SHORT EXERCISE: Go through the data below and copy it exactly, skipping every picture.

DATA SUPPLIED:
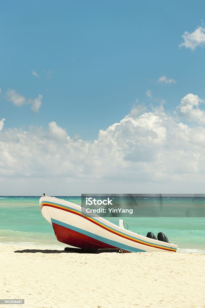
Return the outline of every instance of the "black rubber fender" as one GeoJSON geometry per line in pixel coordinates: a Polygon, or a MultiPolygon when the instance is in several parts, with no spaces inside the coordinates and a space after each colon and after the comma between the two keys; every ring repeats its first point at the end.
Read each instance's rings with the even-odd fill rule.
{"type": "Polygon", "coordinates": [[[159,232],[157,234],[157,239],[158,241],[161,241],[162,242],[165,242],[168,243],[168,239],[164,233],[162,232],[159,232]]]}
{"type": "Polygon", "coordinates": [[[156,240],[157,238],[154,233],[152,232],[148,232],[147,234],[147,237],[150,238],[153,238],[153,240],[156,240]]]}

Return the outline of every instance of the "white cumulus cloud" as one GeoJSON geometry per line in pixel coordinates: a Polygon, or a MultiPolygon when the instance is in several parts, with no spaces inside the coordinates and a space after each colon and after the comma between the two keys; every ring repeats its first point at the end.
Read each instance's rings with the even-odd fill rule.
{"type": "Polygon", "coordinates": [[[18,107],[22,106],[26,103],[25,96],[19,94],[15,90],[8,89],[6,93],[6,97],[8,101],[18,107]]]}
{"type": "Polygon", "coordinates": [[[204,100],[198,95],[189,93],[182,98],[179,106],[181,113],[188,121],[205,124],[205,112],[199,107],[204,100]]]}
{"type": "Polygon", "coordinates": [[[54,121],[49,123],[49,131],[53,136],[61,140],[65,139],[68,136],[65,130],[59,126],[54,121]]]}
{"type": "Polygon", "coordinates": [[[43,95],[39,94],[37,98],[31,102],[31,109],[34,112],[37,112],[41,106],[43,95]]]}
{"type": "Polygon", "coordinates": [[[147,91],[145,92],[145,94],[148,97],[149,97],[150,98],[152,98],[152,92],[151,90],[148,90],[147,91]]]}
{"type": "Polygon", "coordinates": [[[179,114],[172,116],[162,106],[147,110],[138,104],[120,122],[101,130],[93,141],[70,138],[54,121],[45,129],[4,128],[0,132],[0,194],[1,190],[7,192],[11,183],[19,194],[23,190],[40,194],[46,187],[53,195],[86,190],[201,191],[205,123],[193,112],[203,101],[188,94],[181,100],[179,114]],[[189,121],[190,117],[197,120],[191,126],[184,122],[187,115],[189,121]],[[34,188],[39,191],[31,190],[34,188]]]}
{"type": "Polygon", "coordinates": [[[33,71],[32,72],[32,74],[33,74],[34,76],[35,77],[39,77],[39,76],[36,72],[35,72],[35,71],[33,71]]]}
{"type": "Polygon", "coordinates": [[[203,46],[205,44],[205,28],[198,27],[192,33],[186,31],[182,35],[183,42],[180,44],[179,48],[184,46],[195,50],[199,46],[203,46]]]}
{"type": "Polygon", "coordinates": [[[5,119],[3,119],[2,118],[1,121],[0,121],[0,131],[2,131],[3,129],[3,128],[4,127],[4,122],[5,120],[5,119]]]}
{"type": "Polygon", "coordinates": [[[164,75],[161,76],[157,80],[157,82],[161,83],[175,83],[176,81],[173,78],[168,78],[164,75]]]}
{"type": "Polygon", "coordinates": [[[6,92],[6,96],[7,100],[13,103],[14,105],[20,107],[26,104],[31,105],[31,109],[34,112],[37,112],[42,103],[43,96],[39,94],[38,97],[34,99],[28,99],[18,93],[16,90],[8,89],[6,92]]]}

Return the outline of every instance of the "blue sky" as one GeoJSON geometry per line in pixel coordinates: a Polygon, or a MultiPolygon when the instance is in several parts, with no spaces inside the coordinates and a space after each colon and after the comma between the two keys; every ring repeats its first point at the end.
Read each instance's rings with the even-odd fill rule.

CORRECT RESULT:
Return the outline of every instance of the "black rubber fender" as one GeoJSON geometry per line in pixel coordinates: a Polygon, or a MultiPolygon when the instance is in several parts, with no spaces inside the coordinates and a space after each colon and after the comma between the two keys; every ring repeats its first point at the end.
Read each instance's rings with the even-odd fill rule.
{"type": "Polygon", "coordinates": [[[159,232],[157,234],[157,239],[158,241],[161,241],[162,242],[165,242],[168,243],[168,239],[164,233],[162,232],[159,232]]]}
{"type": "Polygon", "coordinates": [[[156,240],[157,238],[154,233],[152,232],[148,232],[147,234],[147,237],[150,238],[153,238],[153,240],[156,240]]]}

Return the outline of every instance of the "white cumulus cloud" as one GeoJSON geometry per line in pixel coordinates: a Polygon, or a MultiPolygon when the instance is in several parts, with no spaces inside the coordinates and a space after each colon and after the comma between the two keys; every ring repeats its first point at the end.
Read each instance's rings with the even-odd fill rule.
{"type": "Polygon", "coordinates": [[[18,107],[22,106],[26,103],[25,96],[19,94],[15,90],[8,89],[6,93],[6,97],[8,101],[18,107]]]}
{"type": "Polygon", "coordinates": [[[204,100],[198,95],[189,93],[182,98],[179,106],[181,113],[188,121],[205,124],[205,112],[199,107],[204,100]]]}
{"type": "Polygon", "coordinates": [[[54,121],[49,123],[49,131],[53,136],[61,140],[65,139],[68,136],[65,130],[59,126],[54,121]]]}
{"type": "Polygon", "coordinates": [[[43,95],[39,94],[37,98],[31,102],[31,109],[34,112],[37,112],[41,106],[43,95]]]}
{"type": "Polygon", "coordinates": [[[147,91],[145,92],[145,94],[148,97],[149,97],[150,98],[152,98],[152,92],[151,90],[148,90],[147,91]]]}
{"type": "Polygon", "coordinates": [[[179,114],[172,116],[162,106],[147,110],[138,104],[120,122],[101,130],[93,141],[70,138],[54,121],[45,129],[4,128],[0,132],[0,194],[1,190],[7,192],[11,183],[19,194],[23,190],[40,194],[46,187],[53,195],[86,190],[201,191],[205,123],[193,112],[203,101],[188,94],[181,100],[179,114]],[[189,121],[190,117],[197,120],[191,126],[184,122],[187,115],[189,121]],[[34,188],[39,191],[31,190],[34,188]]]}
{"type": "Polygon", "coordinates": [[[33,71],[32,72],[32,74],[33,74],[34,76],[35,77],[39,77],[39,76],[36,72],[35,72],[35,71],[33,71]]]}
{"type": "Polygon", "coordinates": [[[203,46],[205,44],[205,28],[198,27],[192,33],[186,31],[182,35],[183,42],[180,44],[179,48],[184,46],[195,50],[199,46],[203,46]]]}
{"type": "Polygon", "coordinates": [[[5,119],[3,119],[2,118],[1,121],[0,121],[0,131],[2,131],[3,129],[3,128],[4,127],[4,122],[5,120],[5,119]]]}
{"type": "Polygon", "coordinates": [[[164,75],[161,76],[157,80],[157,82],[161,83],[175,83],[176,81],[173,78],[168,78],[164,75]]]}
{"type": "Polygon", "coordinates": [[[6,92],[6,96],[7,100],[13,103],[14,105],[20,107],[26,104],[31,105],[31,109],[34,112],[37,112],[42,103],[43,96],[39,94],[38,97],[34,99],[28,99],[18,93],[16,90],[8,89],[6,92]]]}

Return the outline of every instance of the "blue sky" as one GeoJSON geometry per line in pixel coordinates: a Polygon, or a MultiPolygon when the instance is in several parts, with no spaces inside the coordinates and a space after each colon and after the comma between the two keys; every ring repeats its first point at the end.
Read each instance's rings with the even-odd fill rule.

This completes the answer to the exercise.